[Opening Reading passage section]

For patients who completed the IPAQ-SF questionnaires at inclusion and at follow-up, a clear increase in MET.min/week total PA over the 3-month study period was observed in patients for whom at least one SMART-PA micro-objective was set up at the inclusion visit as well as for those in the standard group (p < 0.001 for both; Fig. 5). When comparing the PA change between groups, the increase in PA tended to be larger in the standard group than in the OPTIMA-PA group (p = 0.07) and in patients with whom at least one SMART-PA micro-objective was set up at inclusion (p = 0.09) (Table 2; Fig. 5); however, this increase only reached significance in the standard subgroup (p < 0.01; Table 2). Moreover, the change in PA between inclusion and follow-up was especially large when the patient level of PA at inclusion was low or close to the lower limit of recommended levels: using a median split of the distribution of patient PA at inclusion, the proportion of patients with an increase in PA of at least 25% was significantly higher when PA at inclusion was < 800 MET min/week than when PA at inclusion was ≥ 800 MET min/week (87.3% versus 38.2%, p < 0.0001).

Fig. 5

Total patient physical activity at inclusion and follow-up according to the study group and as to whether a SMART-PA objective was established. Analyses were conducted using Student tests for paired or unpaired groups. PA physical activity, MET metabolic equivalent of task, MO micro-objective

Table 2 Changes in physical activity level from inclusion to 3 months according to the study group (OPTIMA-PA or standard) and as to whether a SMART-PA micro-objective was established at inclusion

Patient Compliance to Treatment

Overall scores for the GIRERD questionnaire revealed minor noncompliance and poor compliance for respectively 42.4% (n = 98/231) and 21.6% (n = 50/231) of patients at inclusion, and 40.2% (n = 84/209) and 12.9% (n = 27/209) of patients at follow-up. There were no between-group differences in any change in compliance (p = 0.69). Similarly, the change in compliance between inclusion and follow-up was not significantly associated with the setting up of a SMART-PA micro-objective (p = 0.33).

[Closing Reading passage section]

Directions —
**a.** Return the portion of the physical activity passage that begins with the words containing "Patient Compliance to" and ends with "SMART-PA micro-objective (p = 0.33).", copied word for word.
**b.** Answer these questions from the physical activity passage, one per line:
(i) Among patients whose physical activity at inclusion was below 800 MET min/week, what proportion had an increase of at least 25%?
(ii) What percentage of patients showed poor compliance at follow-up on the GIRERD questionnaire?
(iii) What p-value is given for the association between the change in compliance and the setting up of a SMART-PA micro-objective?
**c.** Continue the physical activity passage from the point where it stops.
The lines after this passage are separate material with no connection to it.

[Opening Dataset entries section]

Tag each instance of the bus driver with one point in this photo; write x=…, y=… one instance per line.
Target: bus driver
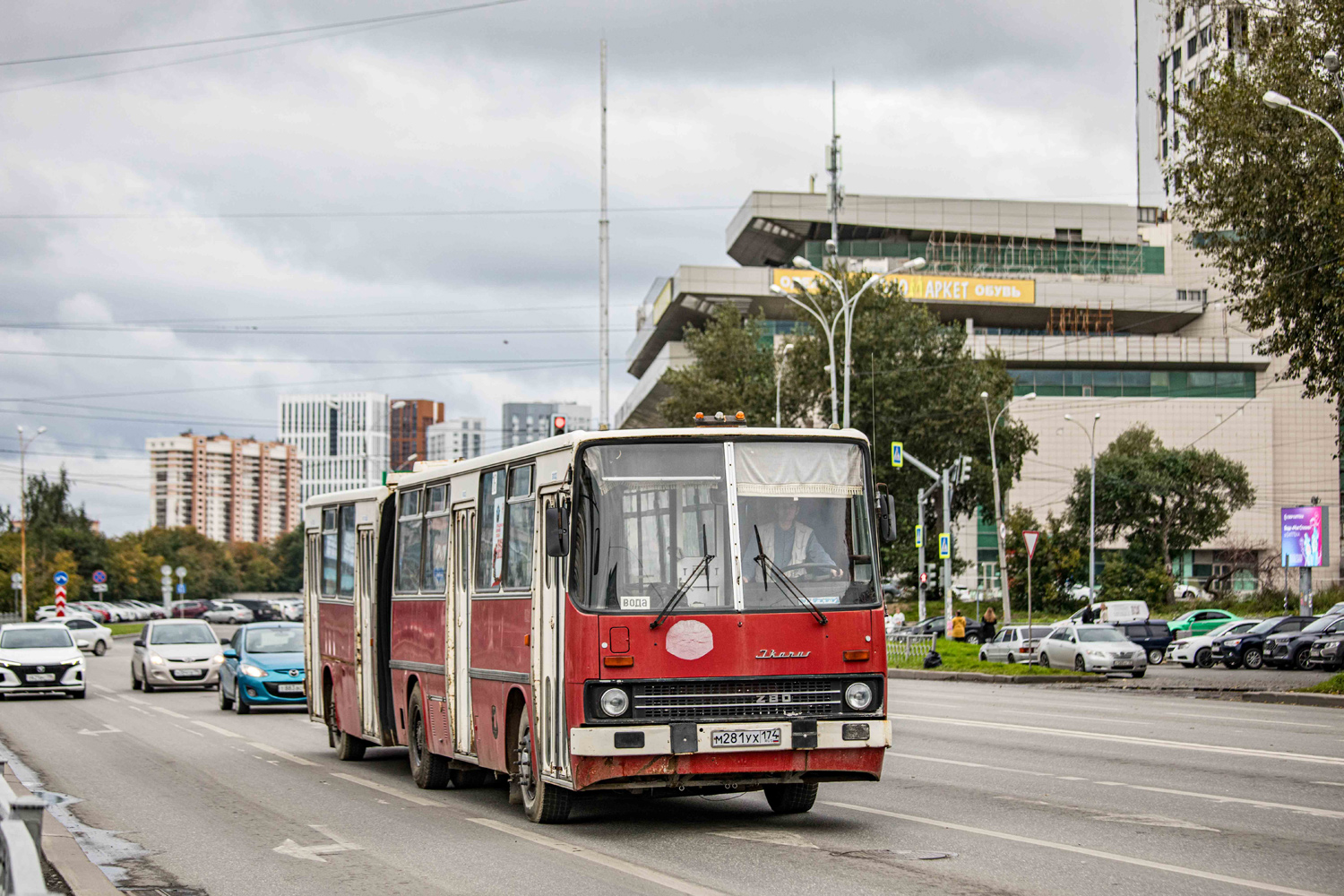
x=789, y=543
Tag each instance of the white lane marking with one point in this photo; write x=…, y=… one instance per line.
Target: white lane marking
x=763, y=836
x=1220, y=798
x=1083, y=850
x=384, y=788
x=220, y=731
x=601, y=858
x=1128, y=739
x=107, y=729
x=290, y=756
x=317, y=850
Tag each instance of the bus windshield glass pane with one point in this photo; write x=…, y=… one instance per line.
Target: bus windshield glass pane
x=648, y=514
x=804, y=514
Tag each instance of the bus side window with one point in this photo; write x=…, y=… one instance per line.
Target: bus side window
x=489, y=532
x=409, y=536
x=521, y=527
x=330, y=551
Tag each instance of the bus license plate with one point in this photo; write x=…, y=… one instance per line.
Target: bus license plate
x=758, y=737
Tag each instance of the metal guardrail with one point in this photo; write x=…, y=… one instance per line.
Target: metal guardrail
x=21, y=842
x=909, y=646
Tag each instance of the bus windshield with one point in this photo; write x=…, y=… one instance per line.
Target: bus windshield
x=745, y=525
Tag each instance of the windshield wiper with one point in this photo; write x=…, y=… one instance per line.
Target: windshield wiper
x=685, y=586
x=784, y=582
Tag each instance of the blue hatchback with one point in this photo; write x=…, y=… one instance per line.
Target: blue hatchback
x=263, y=667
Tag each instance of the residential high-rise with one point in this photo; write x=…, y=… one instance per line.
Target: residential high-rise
x=531, y=421
x=341, y=438
x=409, y=419
x=226, y=489
x=454, y=438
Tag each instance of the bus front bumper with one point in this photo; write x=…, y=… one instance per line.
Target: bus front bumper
x=728, y=737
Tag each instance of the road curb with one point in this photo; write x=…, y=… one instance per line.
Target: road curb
x=62, y=852
x=930, y=675
x=1297, y=699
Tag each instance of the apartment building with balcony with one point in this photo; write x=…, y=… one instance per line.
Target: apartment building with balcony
x=1094, y=308
x=228, y=489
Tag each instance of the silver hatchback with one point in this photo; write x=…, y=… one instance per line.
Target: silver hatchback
x=177, y=653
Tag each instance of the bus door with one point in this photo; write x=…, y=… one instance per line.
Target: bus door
x=551, y=734
x=460, y=637
x=366, y=616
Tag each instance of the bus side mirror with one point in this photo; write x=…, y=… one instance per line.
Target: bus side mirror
x=556, y=532
x=887, y=517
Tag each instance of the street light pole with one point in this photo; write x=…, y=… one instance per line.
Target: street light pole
x=1273, y=99
x=23, y=530
x=1091, y=527
x=779, y=379
x=999, y=513
x=847, y=306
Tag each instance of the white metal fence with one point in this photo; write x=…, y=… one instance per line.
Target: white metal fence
x=21, y=842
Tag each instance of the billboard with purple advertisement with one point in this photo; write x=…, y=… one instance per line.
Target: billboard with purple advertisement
x=1305, y=536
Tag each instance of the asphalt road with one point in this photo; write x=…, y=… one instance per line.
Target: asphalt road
x=986, y=790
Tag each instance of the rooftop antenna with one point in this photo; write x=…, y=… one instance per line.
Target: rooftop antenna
x=602, y=277
x=835, y=196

[Closing Dataset entries section]

Answers for the exercise —
**a.**
Patient Compliance to Treatment

Overall scores for the GIRERD questionnaire revealed minor noncompliance and poor compliance for respectively 42.4% (n = 98/231) and 21.6% (n = 50/231) of patients at inclusion, and 40.2% (n = 84/209) and 12.9% (n = 27/209) of patients at follow-up. There were no between-group differences in any change in compliance (p = 0.69). Similarly, the change in compliance between inclusion and follow-up was not significantly associated with the setting up of a SMART-PA micro-objective (p = 0.33).

**b.**
(i) 87.3%
(ii) 12.9% (n = 27/209)
(iii) p = 0.33

**c.**
Shared Therapeutic Decision Making, Patient-Perceived Physician Empathy and GP-Reported Patient-Centeredness

Patient perceptions of the degree of patient-physician shared decision making are presented in Fig. 6. Perceptions were significantly different between groups (p < 0.0001), with a higher proportion of patients in the standard group than in the OPTIMA group feeling that decisions were not shared: a lack of shared decision making was reported by 59.6% of patients (n = 68/114) from the standard group versus 32% of patients (n = 40/125) from the OPTIMA-PA group, p < 0.0001). The perception of shared decision making was not associated with the setting up of at least one SMART-PA micro-objective at inclusion (p = 0.72).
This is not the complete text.